Copy the data below word for word, keeping every line and its order unchanged.

### DATA SECTION

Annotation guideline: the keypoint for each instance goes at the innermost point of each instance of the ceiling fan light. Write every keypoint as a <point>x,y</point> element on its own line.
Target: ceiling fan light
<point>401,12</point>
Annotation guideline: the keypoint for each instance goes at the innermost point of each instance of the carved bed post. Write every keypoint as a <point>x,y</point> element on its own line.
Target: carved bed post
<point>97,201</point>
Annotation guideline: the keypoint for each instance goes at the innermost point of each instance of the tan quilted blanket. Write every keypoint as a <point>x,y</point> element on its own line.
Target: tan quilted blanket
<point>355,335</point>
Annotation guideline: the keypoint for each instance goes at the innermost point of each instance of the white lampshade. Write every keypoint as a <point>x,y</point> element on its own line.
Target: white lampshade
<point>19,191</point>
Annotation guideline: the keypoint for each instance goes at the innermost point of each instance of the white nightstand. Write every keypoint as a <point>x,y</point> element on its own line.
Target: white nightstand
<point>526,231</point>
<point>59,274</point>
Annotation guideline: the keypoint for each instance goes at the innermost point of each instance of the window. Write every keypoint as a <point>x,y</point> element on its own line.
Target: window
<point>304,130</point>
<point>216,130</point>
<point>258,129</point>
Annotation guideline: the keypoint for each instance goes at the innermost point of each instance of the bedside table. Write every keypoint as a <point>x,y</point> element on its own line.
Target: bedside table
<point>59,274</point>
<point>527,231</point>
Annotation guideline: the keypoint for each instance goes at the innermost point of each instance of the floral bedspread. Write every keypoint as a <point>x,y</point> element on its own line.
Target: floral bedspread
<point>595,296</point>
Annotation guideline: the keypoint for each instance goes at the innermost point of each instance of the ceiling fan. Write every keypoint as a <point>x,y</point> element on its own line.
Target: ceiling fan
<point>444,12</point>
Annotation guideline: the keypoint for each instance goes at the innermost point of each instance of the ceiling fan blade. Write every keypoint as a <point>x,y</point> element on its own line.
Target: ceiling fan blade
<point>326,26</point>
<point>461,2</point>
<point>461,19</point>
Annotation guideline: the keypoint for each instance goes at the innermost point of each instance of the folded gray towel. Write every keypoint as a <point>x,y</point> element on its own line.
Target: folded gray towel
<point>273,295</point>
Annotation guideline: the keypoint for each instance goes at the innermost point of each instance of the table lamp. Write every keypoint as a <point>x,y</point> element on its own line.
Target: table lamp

######

= RESPONSE TO THIS TASK =
Annotation guideline: the keypoint for each instance goes at the innermost point of each instance of the ceiling fan light. Write every keypoint as a <point>x,y</point> element on its own line.
Target: ceiling fan light
<point>401,12</point>
Annotation guideline: the keypoint for each instance goes at the innermost point of each instance of the carved bed post. Write every keypoint as a <point>x,y</point> element on its own line.
Target: carved bed post
<point>97,201</point>
Annotation guideline: the keypoint for each instance goes at the innermost point of each instance of the tan quilted blanket. Write every keypoint as a <point>x,y</point> element on its own line.
Target: tan quilted blanket
<point>355,335</point>
Annotation guideline: the keypoint for each instance goes at the innermost point of each instance of the white lampshade. Write every keypoint as a <point>x,y</point> element on its own line.
Target: white lampshade
<point>19,191</point>
Annotation guideline: the keypoint for each instance goes at the innermost point of each instance of the white nightstand. Write every keypoint as a <point>x,y</point> element on its own line.
Target: white nightstand
<point>526,231</point>
<point>59,274</point>
Annotation guideline: the keypoint for each instance goes at the innermost point of each instance of the window. Write every keypoint as a <point>x,y</point> element on its own line.
Target: window
<point>304,130</point>
<point>216,130</point>
<point>258,129</point>
Annotation guideline: the keypoint for each instance goes at the innermost point of each instance of the bedside table. Write every keypoint as a <point>x,y</point> element on its own line.
Target: bedside table
<point>59,274</point>
<point>527,231</point>
Annotation guideline: the keypoint for each instance goes at the innermost point of each instance of the floral bedspread. Write every keypoint as a <point>x,y</point> element on its own line.
Target: floral bedspread
<point>595,296</point>
Annotation guideline: the keypoint for each instance goes at the innermost point of each instance of the ceiling fan. Write every keypoint as a <point>x,y</point> element on its own line.
Target: ceiling fan
<point>444,12</point>
Annotation guideline: the keypoint for each instance goes at the innermost point of each instance of the ceiling fan blade. Write every keypoint as a <point>x,y</point> element on its own line.
Target: ceiling fan blade
<point>326,26</point>
<point>461,2</point>
<point>461,19</point>
Annotation guideline: the keypoint for each instance goes at the innermost point of each instance of the folded gray towel. Write every keypoint as a <point>x,y</point> element on its own line.
Target: folded gray towel
<point>273,295</point>
Annotation guideline: the keypoint for each instance goes at the innermost point of each instance of the table lamp. Write every keypoint as a <point>x,y</point> element on its own line.
Target: table lamp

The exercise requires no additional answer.